Any time series may be split into the following components: Base Level + Trend + Seasonality + Error

In [None]:
from matplotlib import pyplot as plt
import numpy as np
import pandas as pd
from scipy import stats
from random import gauss as gs
import datetime
from sklearn.linear_model import LinearRegression
from sklearn.metrics import mean_squared_error, r2_score
import statsmodels.api as sm
from statsmodels.tsa.arima_model import ARMA
from statsmodels.tsa.stattools import adfuller, acf, pacf
from pandas.plotting import register_matplotlib_converters
register_matplotlib_converters()
from statsmodels.graphics.tsaplots import plot_acf, plot_pacf
from matplotlib.pylab import rcParams
%matplotlib inline

In [None]:
fb = pd.read_csv('data/google-trends_football_us.csv').iloc[1:, :]
fb.columns = ['counts']

In [None]:
fb['counts'] = fb['counts'].replace('<1', '0')
fb['counts'] = fb['counts'].astype(int)

In [None]:
fb.tail()

## Series as Both Predictor and Target?

Often, the phenomenon we want to capture with a time series is a dataset being correlated with *itself*.

Well, of course every dataset is perfectly correlated with itself. But what we're after now is the idea that a series is correlated with *earlier versions* of itself.

Consider the problem of trying to predict tomorrow's closing price for some stock on the market. One may consider lots of features, like what sort of company it is to which the stock belongs or whether that company has been in the news recently.

But it is very often the case that one of the most helpful predictors of tomorrow's price is *today's* price. And so we want to build a model where one of our predictors is an earlier version of our target.

One tool we can use is **`df.rolling()`**, which creates a Rolling object that we can use to calculate statistics dynamically.

In [None]:
fb.rolling(window=3).mean().head()

In [None]:
fb['roll_avg'] = fb.rolling(window=2).mean()

fb.corr()

In [None]:
plt.scatter(fb.index[:30], fb['counts'][:30])
plt.scatter(fb.index[1:31], fb['roll_avg'][1:31]);

In [None]:
lr = LinearRegression()

lr.fit(fb[['roll_avg']][1:], fb['counts'][1:])

In [None]:
plt.figure(figsize=(20, 4))
plt.plot(fb.index[1:25], fb['counts'][1:25], label='Data')
plt.plot(fb.index[1:25], lr.predict(fb[['roll_avg']][1:25]),
         label='Predicted')
plt.legend();

## Autocorrelation and Partial Autocorrelation
>We can calculate the correlation for time series observations with observations with previous time steps, called lags. Because the correlation of the time series observations is calculated with values of the same series at previous times, this is called a serial correlation, or an autocorrelation.

Source records:
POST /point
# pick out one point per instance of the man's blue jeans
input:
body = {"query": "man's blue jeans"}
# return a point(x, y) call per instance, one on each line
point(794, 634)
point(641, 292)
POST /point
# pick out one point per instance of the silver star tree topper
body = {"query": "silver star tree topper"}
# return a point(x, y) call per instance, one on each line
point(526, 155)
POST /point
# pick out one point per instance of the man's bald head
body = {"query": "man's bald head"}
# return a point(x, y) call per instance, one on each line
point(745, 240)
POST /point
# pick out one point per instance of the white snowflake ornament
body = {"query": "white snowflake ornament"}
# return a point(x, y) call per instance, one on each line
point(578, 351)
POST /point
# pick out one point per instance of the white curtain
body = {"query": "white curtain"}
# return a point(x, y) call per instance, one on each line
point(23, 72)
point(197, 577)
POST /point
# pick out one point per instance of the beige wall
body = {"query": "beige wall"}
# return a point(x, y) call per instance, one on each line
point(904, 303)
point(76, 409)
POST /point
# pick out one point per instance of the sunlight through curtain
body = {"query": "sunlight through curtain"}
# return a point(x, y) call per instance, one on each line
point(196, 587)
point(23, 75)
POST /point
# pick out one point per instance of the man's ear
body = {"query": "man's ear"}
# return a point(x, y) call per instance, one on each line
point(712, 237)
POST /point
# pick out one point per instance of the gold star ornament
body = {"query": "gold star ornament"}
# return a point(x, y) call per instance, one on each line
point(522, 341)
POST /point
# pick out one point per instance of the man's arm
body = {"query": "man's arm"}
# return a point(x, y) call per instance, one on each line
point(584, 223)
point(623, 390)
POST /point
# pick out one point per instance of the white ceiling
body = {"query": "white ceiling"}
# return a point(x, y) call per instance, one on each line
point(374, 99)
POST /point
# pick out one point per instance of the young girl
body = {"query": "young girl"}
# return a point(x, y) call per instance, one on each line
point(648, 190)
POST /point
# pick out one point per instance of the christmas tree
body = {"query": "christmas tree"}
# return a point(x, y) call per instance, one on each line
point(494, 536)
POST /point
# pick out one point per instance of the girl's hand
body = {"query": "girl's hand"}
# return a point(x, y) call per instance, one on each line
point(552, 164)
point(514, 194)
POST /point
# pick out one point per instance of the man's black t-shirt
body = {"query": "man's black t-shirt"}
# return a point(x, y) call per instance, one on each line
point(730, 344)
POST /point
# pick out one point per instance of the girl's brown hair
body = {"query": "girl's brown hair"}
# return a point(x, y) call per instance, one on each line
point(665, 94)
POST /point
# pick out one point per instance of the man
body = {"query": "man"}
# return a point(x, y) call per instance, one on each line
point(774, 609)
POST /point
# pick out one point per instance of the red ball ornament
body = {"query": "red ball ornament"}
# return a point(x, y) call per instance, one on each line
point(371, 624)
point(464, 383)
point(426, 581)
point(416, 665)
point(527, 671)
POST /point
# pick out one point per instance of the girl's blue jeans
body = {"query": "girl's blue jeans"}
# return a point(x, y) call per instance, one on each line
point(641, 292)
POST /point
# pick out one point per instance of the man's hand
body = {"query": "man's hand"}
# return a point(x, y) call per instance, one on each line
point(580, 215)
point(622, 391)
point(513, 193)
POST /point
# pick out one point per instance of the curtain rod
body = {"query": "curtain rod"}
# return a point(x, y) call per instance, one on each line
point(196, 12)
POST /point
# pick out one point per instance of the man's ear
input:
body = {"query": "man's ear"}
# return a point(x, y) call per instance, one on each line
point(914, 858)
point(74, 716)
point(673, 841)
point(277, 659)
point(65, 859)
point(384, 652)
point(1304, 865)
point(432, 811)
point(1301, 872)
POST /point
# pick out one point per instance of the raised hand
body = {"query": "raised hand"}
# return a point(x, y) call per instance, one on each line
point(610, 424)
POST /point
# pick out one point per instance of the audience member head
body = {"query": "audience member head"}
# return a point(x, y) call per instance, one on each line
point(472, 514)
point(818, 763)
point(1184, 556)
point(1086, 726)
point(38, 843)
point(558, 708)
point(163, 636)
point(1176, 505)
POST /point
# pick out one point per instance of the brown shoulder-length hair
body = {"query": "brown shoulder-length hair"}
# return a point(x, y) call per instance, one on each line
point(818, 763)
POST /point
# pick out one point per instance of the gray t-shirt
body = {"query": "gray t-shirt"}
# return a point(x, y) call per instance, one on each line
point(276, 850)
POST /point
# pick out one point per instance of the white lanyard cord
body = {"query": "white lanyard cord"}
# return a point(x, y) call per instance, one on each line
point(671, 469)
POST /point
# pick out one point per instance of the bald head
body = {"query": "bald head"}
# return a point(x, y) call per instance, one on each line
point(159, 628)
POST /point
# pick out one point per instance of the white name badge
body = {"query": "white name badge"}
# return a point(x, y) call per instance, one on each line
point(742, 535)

Directives:
[1] Quote the records from their start through the line containing "point(76, 409)", including both of those lines.
[2] Continue the time series text from the point where it stops.
The time series text and the records are unrelated material.

Results of the exercise:
[1]
POST /point
# pick out one point per instance of the man's blue jeans
input:
body = {"query": "man's blue jeans"}
# return a point(x, y) call per instance, one on each line
point(794, 634)
point(641, 292)
POST /point
# pick out one point per instance of the silver star tree topper
body = {"query": "silver star tree topper"}
# return a point(x, y) call per instance, one on each line
point(526, 155)
POST /point
# pick out one point per instance of the man's bald head
body = {"query": "man's bald head"}
# return a point(x, y) call per instance, one on each line
point(745, 240)
POST /point
# pick out one point per instance of the white snowflake ornament
body = {"query": "white snowflake ornament"}
# return a point(x, y) call per instance, one on each line
point(578, 351)
POST /point
# pick out one point per instance of the white curtain
body = {"query": "white curtain"}
# return a point(x, y) call per instance, one on each line
point(23, 72)
point(197, 577)
POST /point
# pick out one point per instance of the beige wall
body = {"query": "beige wall"}
# return a point(x, y) call per instance, one on each line
point(904, 303)
point(76, 409)

[2]
>The basic idea of autocorrelation is simple: See how a series correlates with a "lagged" version of itself. If my sequence is $S_0 = (x_0, x_1, x_2, ... , x_n)$, then I can measure the Pearson correlation between the first $n-k + 1$ terms of $S_0$ and $S_{lag} = (x_k, x_{k+1}, x_{k+2}, ... , x_n)$.


In [None]:
acf(fb['counts'], nlags=20, fft=False)

In [None]:
# Plot using `.autocorr()`

X = np.arange(0, 100, 1)
Y = np.zeros(100)
for j in X[1:]:
    Y[j] = fb['counts'].autocorr(lag=j)
plt.figure(figsize=(20, 4))
plt.plot(X, Y)
plt.grid();

In [None]:
# To construct the autocorrelation function, we take the covariance of our time series with a lagged version
# and then divide by the variance of the series.

X = np.arange(0, 100, 1)
Y = np.zeros(100)
for j in X[1:]:
    Y[j] += np.cov(fb['counts'][:-j], fb['counts'][j:])[0, 1] / np.var(fb['counts']) * ((180-j) / 180)
plt.figure(figsize=(20, 4))
plt.plot(X, Y)
plt.grid();

In [None]:
plt.figure(figsize=(20, 4))
pd.plotting.autocorrelation_plot(fb['counts']);

The horizontal bands represent condfidence intervals, which are calculated by taking relevant z-scores of the standard normal distribution and dividing by the square root of the number of observations. What do these intervals mean? 

In [None]:
#We can also use the plot_acf() function from statsmodels:
rcParams['figure.figsize'] = 20, 4

plot_acf(fb['counts'], lags=125, alpha=None);

### Partial Autocorrelation
The idea behind partial Autocorrelation is to compare a series to a lagged version of itself while abstracting away from intermediate values. In effect, this amounts to exploring the correlations among residuals

In [None]:
pacf(fb['counts'], nlags=20)

A common way of computing the partial autocorrelation is by fitting regressions to residuals from a simple dummy model that always predicts the mean. The coefficient of the final term will be the partial autocorrelation for the corresponding number of lags.

In [None]:
y_tilde = fb['counts'] - fb['counts'].mean()

In [None]:
x_1 = (fb['counts'][:-1] - fb['counts'].mean()).values.reshape(-1, 1)
x_2 = (fb['counts'][:-2] - fb['counts'].mean()).values.reshape(-1, 1)

In [None]:
lr = LinearRegression()

lr.fit(np.concatenate([x_1[1:], x_2], axis=1), y_tilde[2:]).coef_[-1]

In [None]:
x_1 = (fb['counts'][:-1] - fb['counts'].mean()).values.reshape(-1, 1)
x_2 = (fb['counts'][:-2] - fb['counts'].mean()).values.reshape(-1, 1)
x_3 = (fb['counts'][:-3] - fb['counts'].mean()).values.reshape(-1, 1)

In [None]:
lr2 = LinearRegression()

lr2.fit(np.concatenate([x_1[2:], x_2[1:], x_3], axis=1), y_tilde[3:]).coef_[-1]

## ARMA Modeling 
'AR' is for "Auto-Regressive": The prediction for today will be a function of the value for previous days.

The number of lag periods we want to include will be a parameter in the statsmodels model object ("p").

In particular, auto-regressive models look like this:

$X_t = \beta_0 + \Sigma^p_{i=1}\beta_iX_{t-i} + \epsilon_t$,
where $\epsilon_t$ should be more or less accurately modeled by white noise.

We indicate how many terms our $AR$ model has by writing $AR(k)$ where $k$ is the number of terms.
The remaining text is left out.